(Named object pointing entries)

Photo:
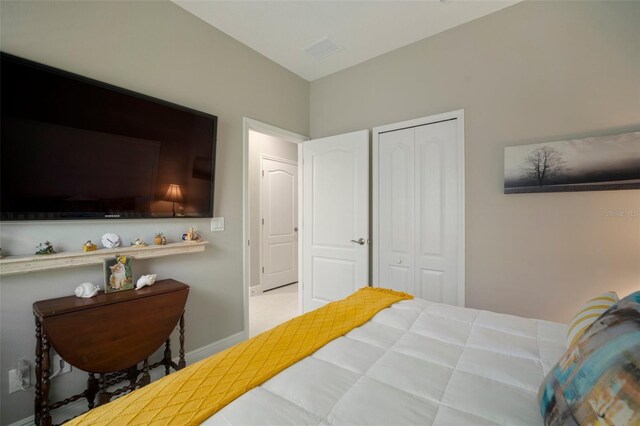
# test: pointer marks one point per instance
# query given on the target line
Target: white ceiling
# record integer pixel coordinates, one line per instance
(280, 30)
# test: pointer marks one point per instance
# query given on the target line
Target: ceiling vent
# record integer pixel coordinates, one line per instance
(322, 48)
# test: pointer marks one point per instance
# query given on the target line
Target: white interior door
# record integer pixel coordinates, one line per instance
(396, 191)
(279, 223)
(437, 212)
(335, 232)
(419, 207)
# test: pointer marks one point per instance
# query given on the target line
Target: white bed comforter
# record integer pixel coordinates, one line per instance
(414, 363)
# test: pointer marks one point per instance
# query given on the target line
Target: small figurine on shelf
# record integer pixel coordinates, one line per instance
(138, 243)
(89, 246)
(192, 235)
(146, 280)
(45, 248)
(160, 239)
(86, 290)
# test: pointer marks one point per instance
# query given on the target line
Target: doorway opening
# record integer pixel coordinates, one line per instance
(271, 187)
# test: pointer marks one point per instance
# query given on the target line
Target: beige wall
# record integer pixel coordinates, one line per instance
(158, 49)
(269, 145)
(533, 72)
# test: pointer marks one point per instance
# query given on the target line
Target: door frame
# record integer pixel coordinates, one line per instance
(268, 129)
(458, 115)
(261, 233)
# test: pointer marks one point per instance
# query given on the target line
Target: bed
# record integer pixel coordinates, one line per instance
(415, 362)
(406, 361)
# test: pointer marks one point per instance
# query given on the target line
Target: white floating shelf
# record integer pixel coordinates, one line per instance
(13, 265)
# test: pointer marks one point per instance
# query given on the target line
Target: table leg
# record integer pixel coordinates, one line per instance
(103, 395)
(167, 357)
(45, 417)
(181, 362)
(38, 399)
(92, 390)
(146, 377)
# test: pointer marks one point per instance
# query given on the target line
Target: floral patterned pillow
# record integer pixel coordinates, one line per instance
(597, 380)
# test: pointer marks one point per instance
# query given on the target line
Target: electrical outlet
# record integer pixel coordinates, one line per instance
(15, 383)
(217, 224)
(60, 366)
(20, 377)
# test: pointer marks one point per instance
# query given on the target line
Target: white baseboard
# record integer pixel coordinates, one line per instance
(71, 410)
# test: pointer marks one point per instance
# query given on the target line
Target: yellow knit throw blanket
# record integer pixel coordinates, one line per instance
(195, 393)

> [DESCRIPTION OF THE TASK]: Print the full listing exactly, dropping the pictures.

> [OUTPUT]:
Photo:
# test: pointer marks one point per instance
# query given on the target line
Target: white ceiling
# record integer pixel coordinates, one line per instance
(280, 30)
# test: pointer marks one point per instance
# query given on the target line
Target: ceiling vent
# record integer pixel coordinates, one line per instance
(322, 48)
# test: pointer marks one point per instance
# query given on the target line
Target: white interior door
# record integer pixel coordinates, one line per instance
(396, 191)
(279, 223)
(437, 212)
(335, 232)
(419, 207)
# test: pointer marks one point per instance
# query given on the target line
Target: white bed comforter
# record integer pixel coordinates, one line per instance
(414, 363)
# test: pointer marks one point per instance
# query given on the target line
Target: small figurine on shelf
# record integer pixel coordinates, one line per instance
(138, 243)
(89, 246)
(192, 235)
(146, 280)
(45, 248)
(160, 239)
(86, 290)
# test: pointer marks one point per instance
# query given on the target line
Target: doorway opening
# record integer pixel coordinates, one line per instance
(271, 187)
# test: pointer marks one point per instance
# query given on the target line
Target: beige wall
# record integer pixel coordinates, one line per instance
(158, 49)
(269, 145)
(533, 72)
# test: pointer marks one point per instance
# query given on the target line
Target: door frame
# record integer pixel coordinates, one line per instance
(268, 129)
(458, 115)
(261, 233)
# test: pointer marks one point per instance
# query given on the target line
Target: bed
# record integer pixel coordinates, one line per instance
(415, 362)
(406, 361)
# test: pointer marks one point per instance
# query given on the target line
Target: white floating shelf
# record integer pixel coordinates, one line per instance
(13, 265)
# test: pointer marks one point per instance
# query given on the target line
Target: table leg
# record integer pixel coordinates, one line per instance
(103, 395)
(167, 357)
(45, 417)
(181, 362)
(38, 399)
(92, 390)
(146, 377)
# test: pointer marks one point per instance
# query given on the target line
Target: floral patterned pillow
# record integer pixel coordinates, one line per instance
(597, 380)
# test: pointer marks one point per instance
# query given on the target line
Target: electrical outlet
# record integer pixel coordinates, one line per instance
(15, 383)
(217, 224)
(60, 366)
(20, 377)
# test: pointer marks one point per instance
# query given on the target line
Target: white baseboard
# record integer pixel coordinates, one line per instance
(71, 410)
# test: pointer marks one point per instance
# query given on the target line
Target: yellow knit throw blanket
# record integer pixel coordinates, one line per instance
(195, 393)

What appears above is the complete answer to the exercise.